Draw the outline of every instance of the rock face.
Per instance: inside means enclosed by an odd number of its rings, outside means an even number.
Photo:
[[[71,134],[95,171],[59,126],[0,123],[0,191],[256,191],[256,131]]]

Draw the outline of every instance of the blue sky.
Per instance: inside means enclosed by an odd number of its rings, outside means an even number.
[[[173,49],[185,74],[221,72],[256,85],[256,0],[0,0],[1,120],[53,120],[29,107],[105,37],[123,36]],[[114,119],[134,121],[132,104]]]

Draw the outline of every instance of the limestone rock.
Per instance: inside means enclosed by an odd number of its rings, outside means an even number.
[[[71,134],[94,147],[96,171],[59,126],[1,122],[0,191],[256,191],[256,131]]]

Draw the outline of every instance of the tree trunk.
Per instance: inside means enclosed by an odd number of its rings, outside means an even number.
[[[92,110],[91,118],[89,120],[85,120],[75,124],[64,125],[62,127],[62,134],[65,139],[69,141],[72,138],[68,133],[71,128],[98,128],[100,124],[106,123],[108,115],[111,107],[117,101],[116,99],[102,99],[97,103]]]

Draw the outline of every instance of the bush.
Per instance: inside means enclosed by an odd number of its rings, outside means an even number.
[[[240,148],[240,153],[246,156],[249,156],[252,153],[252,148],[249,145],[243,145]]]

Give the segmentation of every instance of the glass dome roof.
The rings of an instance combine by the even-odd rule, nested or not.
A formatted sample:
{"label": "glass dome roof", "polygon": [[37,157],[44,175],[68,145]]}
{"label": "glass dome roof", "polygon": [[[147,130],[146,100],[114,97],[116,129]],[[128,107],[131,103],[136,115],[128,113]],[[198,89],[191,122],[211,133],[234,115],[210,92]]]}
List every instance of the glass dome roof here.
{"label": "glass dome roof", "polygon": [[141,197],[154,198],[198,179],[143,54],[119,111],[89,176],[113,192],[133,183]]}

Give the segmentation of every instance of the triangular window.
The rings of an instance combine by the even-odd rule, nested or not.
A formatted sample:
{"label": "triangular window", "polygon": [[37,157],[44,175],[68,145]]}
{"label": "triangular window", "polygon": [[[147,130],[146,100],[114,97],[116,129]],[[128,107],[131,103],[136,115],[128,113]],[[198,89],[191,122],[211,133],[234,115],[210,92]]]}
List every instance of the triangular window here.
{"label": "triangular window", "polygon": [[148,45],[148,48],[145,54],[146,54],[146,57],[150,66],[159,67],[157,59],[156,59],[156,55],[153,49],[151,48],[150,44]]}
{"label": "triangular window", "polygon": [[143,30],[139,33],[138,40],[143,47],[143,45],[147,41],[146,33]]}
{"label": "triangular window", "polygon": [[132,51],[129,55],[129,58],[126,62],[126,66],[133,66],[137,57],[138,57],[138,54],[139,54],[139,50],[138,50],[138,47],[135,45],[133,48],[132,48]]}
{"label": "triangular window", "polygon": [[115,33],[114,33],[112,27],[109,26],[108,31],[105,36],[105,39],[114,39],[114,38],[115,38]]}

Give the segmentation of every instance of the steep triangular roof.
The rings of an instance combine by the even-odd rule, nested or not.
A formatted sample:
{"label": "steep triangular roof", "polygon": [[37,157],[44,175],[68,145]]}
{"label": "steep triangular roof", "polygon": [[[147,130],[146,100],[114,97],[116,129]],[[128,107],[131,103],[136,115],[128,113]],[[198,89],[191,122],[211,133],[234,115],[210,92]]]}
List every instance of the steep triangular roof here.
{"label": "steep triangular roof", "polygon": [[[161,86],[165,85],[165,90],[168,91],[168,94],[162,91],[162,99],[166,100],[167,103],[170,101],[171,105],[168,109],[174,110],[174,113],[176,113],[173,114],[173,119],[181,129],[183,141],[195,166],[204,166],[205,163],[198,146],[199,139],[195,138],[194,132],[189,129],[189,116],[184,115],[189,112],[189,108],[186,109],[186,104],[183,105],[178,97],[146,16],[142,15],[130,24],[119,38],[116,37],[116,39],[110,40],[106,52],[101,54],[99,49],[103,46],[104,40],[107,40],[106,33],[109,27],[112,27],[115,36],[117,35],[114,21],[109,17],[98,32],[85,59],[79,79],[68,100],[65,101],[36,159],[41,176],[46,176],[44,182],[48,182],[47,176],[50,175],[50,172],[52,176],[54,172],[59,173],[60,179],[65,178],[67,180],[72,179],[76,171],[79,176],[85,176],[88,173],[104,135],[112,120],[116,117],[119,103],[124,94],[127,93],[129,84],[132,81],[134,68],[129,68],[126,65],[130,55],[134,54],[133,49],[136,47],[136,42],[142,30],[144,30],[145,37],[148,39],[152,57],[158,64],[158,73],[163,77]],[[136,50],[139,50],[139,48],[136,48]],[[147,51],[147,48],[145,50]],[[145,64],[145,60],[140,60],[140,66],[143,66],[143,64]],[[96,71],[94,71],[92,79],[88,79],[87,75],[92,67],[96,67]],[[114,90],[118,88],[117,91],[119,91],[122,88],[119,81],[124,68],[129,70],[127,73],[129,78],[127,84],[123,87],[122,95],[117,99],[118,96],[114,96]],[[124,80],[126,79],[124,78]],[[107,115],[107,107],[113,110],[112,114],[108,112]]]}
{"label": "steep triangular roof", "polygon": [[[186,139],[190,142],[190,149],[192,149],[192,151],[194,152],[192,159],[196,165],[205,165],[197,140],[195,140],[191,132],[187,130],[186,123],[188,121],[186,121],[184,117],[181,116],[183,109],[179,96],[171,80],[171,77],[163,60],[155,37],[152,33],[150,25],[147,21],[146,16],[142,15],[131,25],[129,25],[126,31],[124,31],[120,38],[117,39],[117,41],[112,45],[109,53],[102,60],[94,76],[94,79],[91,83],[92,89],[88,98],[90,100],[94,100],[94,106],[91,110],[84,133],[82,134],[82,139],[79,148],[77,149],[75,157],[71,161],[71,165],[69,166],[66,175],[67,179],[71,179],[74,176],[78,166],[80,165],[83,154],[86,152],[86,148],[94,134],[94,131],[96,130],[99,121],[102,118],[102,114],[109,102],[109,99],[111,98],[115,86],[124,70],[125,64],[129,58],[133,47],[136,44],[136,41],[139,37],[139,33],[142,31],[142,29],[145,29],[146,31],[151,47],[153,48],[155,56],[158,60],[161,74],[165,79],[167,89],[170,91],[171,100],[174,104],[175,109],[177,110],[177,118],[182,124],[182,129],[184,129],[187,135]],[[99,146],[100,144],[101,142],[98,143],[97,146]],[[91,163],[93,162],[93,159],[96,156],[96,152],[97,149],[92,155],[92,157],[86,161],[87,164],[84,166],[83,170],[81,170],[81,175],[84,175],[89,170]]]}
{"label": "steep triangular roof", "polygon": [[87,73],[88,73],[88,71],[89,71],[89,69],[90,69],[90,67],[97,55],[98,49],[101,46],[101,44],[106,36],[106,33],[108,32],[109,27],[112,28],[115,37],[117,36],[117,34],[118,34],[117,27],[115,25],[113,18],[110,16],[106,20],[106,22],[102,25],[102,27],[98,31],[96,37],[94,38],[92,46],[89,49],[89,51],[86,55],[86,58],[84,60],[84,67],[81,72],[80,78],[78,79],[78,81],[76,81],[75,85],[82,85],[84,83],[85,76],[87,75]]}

**********

◆ Ziel der Übung ◆
Gib sämtliche Datensätze oben Zeile für Zeile unverändert wieder.

◆ Ergebnis der Übung ◆
Draw the outline of every instance of the rock face.
Per instance: inside means enclosed by an odd number of its rings, outside means an even number.
Photo:
[[[71,134],[95,171],[59,126],[0,123],[0,191],[256,191],[256,131]]]

Draw the outline of every instance of the blue sky.
Per instance: inside means enclosed by an odd number of its rings, outside means an even number.
[[[173,49],[185,74],[221,72],[256,85],[256,0],[0,0],[1,120],[53,120],[29,107],[105,37],[123,36]],[[114,119],[134,121],[132,104]]]

Draw the outline of every instance of the limestone rock.
Per instance: inside means enclosed by an odd number of its rings, outside means an even number.
[[[71,134],[94,147],[96,171],[59,126],[1,122],[0,191],[256,191],[256,131]]]

Draw the outline of every instance of the tree trunk.
Per instance: inside means enclosed by an odd number of its rings, outside means an even number.
[[[92,110],[91,118],[89,120],[85,120],[75,124],[64,125],[62,127],[62,134],[65,139],[69,141],[72,138],[68,133],[71,128],[98,128],[100,124],[106,123],[108,115],[111,107],[117,101],[116,99],[102,99],[97,103]]]

Draw the outline of every instance of the bush.
Per instance: inside means enclosed by an odd number of its rings, outside means an even number.
[[[240,148],[240,153],[246,156],[249,156],[252,153],[252,148],[249,145],[243,145]]]

Give the segmentation of every instance of the glass dome roof.
The rings of an instance combine by the even-odd rule, nested or not.
A formatted sample:
{"label": "glass dome roof", "polygon": [[37,157],[44,175],[68,145]]}
{"label": "glass dome roof", "polygon": [[[147,130],[146,100],[114,97],[116,129]],[[128,107],[131,103],[136,115],[128,113]],[[198,89],[191,122],[211,133],[234,115],[210,92]]]}
List every instance of the glass dome roof here.
{"label": "glass dome roof", "polygon": [[141,197],[154,198],[198,179],[143,54],[119,111],[89,176],[113,192],[133,183]]}

Give the segmentation of every instance of the triangular window.
The rings of an instance combine by the even-odd rule, nested or not.
A formatted sample:
{"label": "triangular window", "polygon": [[37,157],[44,175],[68,145]]}
{"label": "triangular window", "polygon": [[[147,130],[146,100],[114,97],[116,129]],[[128,107],[131,103],[136,115],[128,113]],[[198,89],[191,122],[211,133],[234,115],[210,92]]]}
List every instance of the triangular window here.
{"label": "triangular window", "polygon": [[148,45],[148,48],[145,54],[146,54],[146,57],[150,66],[159,67],[157,59],[156,59],[156,55],[153,49],[151,48],[150,44]]}
{"label": "triangular window", "polygon": [[143,30],[139,33],[138,40],[143,47],[143,45],[147,41],[146,33]]}
{"label": "triangular window", "polygon": [[132,51],[129,55],[129,58],[126,62],[126,66],[133,66],[137,57],[138,57],[138,54],[139,54],[139,50],[138,50],[138,47],[135,45],[133,48],[132,48]]}
{"label": "triangular window", "polygon": [[115,33],[114,33],[112,27],[109,26],[108,31],[105,36],[105,39],[114,39],[114,38],[115,38]]}

Give the segmentation of every instance of the steep triangular roof.
The rings of an instance combine by the even-odd rule, nested or not.
A formatted sample:
{"label": "steep triangular roof", "polygon": [[37,157],[44,175],[68,145]]}
{"label": "steep triangular roof", "polygon": [[[147,130],[146,100],[114,97],[116,129]],[[128,107],[131,103],[136,115],[128,113]],[[198,89],[191,122],[211,133],[234,115],[210,92]]]}
List every instance of the steep triangular roof here.
{"label": "steep triangular roof", "polygon": [[[161,86],[165,85],[165,90],[168,91],[168,94],[162,91],[162,99],[166,100],[167,103],[170,101],[171,105],[168,109],[174,110],[174,113],[176,113],[173,114],[173,119],[181,129],[183,141],[195,166],[204,166],[205,163],[198,146],[199,139],[195,138],[194,132],[189,129],[189,116],[184,115],[189,112],[189,108],[186,109],[186,104],[183,105],[178,97],[146,16],[142,15],[130,24],[119,38],[116,37],[116,39],[110,40],[106,52],[101,54],[99,49],[103,46],[104,40],[107,40],[106,33],[109,27],[112,27],[115,36],[117,35],[114,21],[109,17],[98,32],[85,59],[79,79],[68,100],[65,101],[36,159],[41,176],[46,176],[44,182],[48,182],[47,176],[50,175],[50,172],[52,176],[54,172],[59,173],[60,179],[65,178],[67,180],[72,179],[76,171],[79,176],[85,176],[88,173],[104,135],[112,120],[116,117],[119,103],[124,94],[127,93],[129,84],[132,81],[134,68],[129,68],[126,65],[130,55],[134,54],[133,49],[136,47],[136,42],[142,30],[144,30],[145,37],[148,39],[152,57],[158,64],[158,73],[163,77]],[[136,50],[139,50],[139,48],[136,48]],[[147,51],[147,48],[145,50]],[[145,64],[145,60],[140,60],[140,66],[143,66],[143,64]],[[96,71],[94,71],[92,79],[88,79],[87,75],[92,67],[96,67]],[[114,90],[118,88],[117,91],[119,91],[122,88],[119,81],[124,68],[129,70],[127,73],[129,78],[127,84],[123,87],[122,95],[117,99],[118,96],[114,96]],[[124,80],[126,79],[124,78]],[[107,115],[107,107],[113,110],[112,114],[108,112]]]}
{"label": "steep triangular roof", "polygon": [[[186,139],[190,142],[190,149],[192,149],[192,151],[194,152],[192,159],[196,165],[205,165],[197,140],[195,140],[191,132],[187,130],[186,123],[188,121],[186,121],[184,117],[181,116],[183,109],[179,96],[171,80],[171,77],[163,60],[155,37],[152,33],[150,25],[147,21],[146,16],[142,15],[131,25],[129,25],[126,31],[124,31],[120,38],[117,39],[117,41],[112,45],[109,53],[102,60],[94,76],[94,79],[91,83],[92,89],[88,98],[90,100],[94,100],[94,106],[91,110],[84,133],[82,134],[82,139],[79,148],[77,149],[75,157],[71,161],[71,165],[69,166],[66,175],[67,179],[71,179],[74,176],[78,166],[80,165],[83,154],[86,152],[86,148],[94,134],[94,131],[96,130],[99,121],[102,118],[102,114],[109,102],[109,99],[111,98],[115,86],[124,70],[125,64],[129,58],[133,47],[136,44],[136,41],[139,37],[139,33],[142,31],[142,29],[145,29],[146,31],[151,47],[153,48],[155,56],[158,60],[161,74],[165,79],[167,89],[170,91],[171,100],[174,104],[175,109],[177,110],[177,118],[182,124],[182,129],[184,129],[187,135]],[[99,146],[100,144],[101,142],[98,143],[97,146]],[[91,163],[93,162],[93,159],[96,156],[96,152],[97,149],[92,155],[92,157],[86,161],[87,164],[84,166],[83,170],[81,170],[81,175],[84,175],[89,170]]]}
{"label": "steep triangular roof", "polygon": [[87,73],[88,73],[88,71],[89,71],[89,69],[90,69],[90,67],[97,55],[98,49],[101,46],[101,44],[106,36],[106,33],[108,32],[109,27],[112,28],[115,37],[117,36],[117,34],[118,34],[117,27],[115,25],[113,18],[110,16],[106,20],[106,22],[102,25],[102,27],[98,31],[96,37],[94,38],[92,46],[89,49],[89,51],[86,55],[86,58],[84,60],[84,67],[81,72],[80,78],[78,79],[78,81],[76,81],[75,85],[82,85],[84,83],[85,76],[87,75]]}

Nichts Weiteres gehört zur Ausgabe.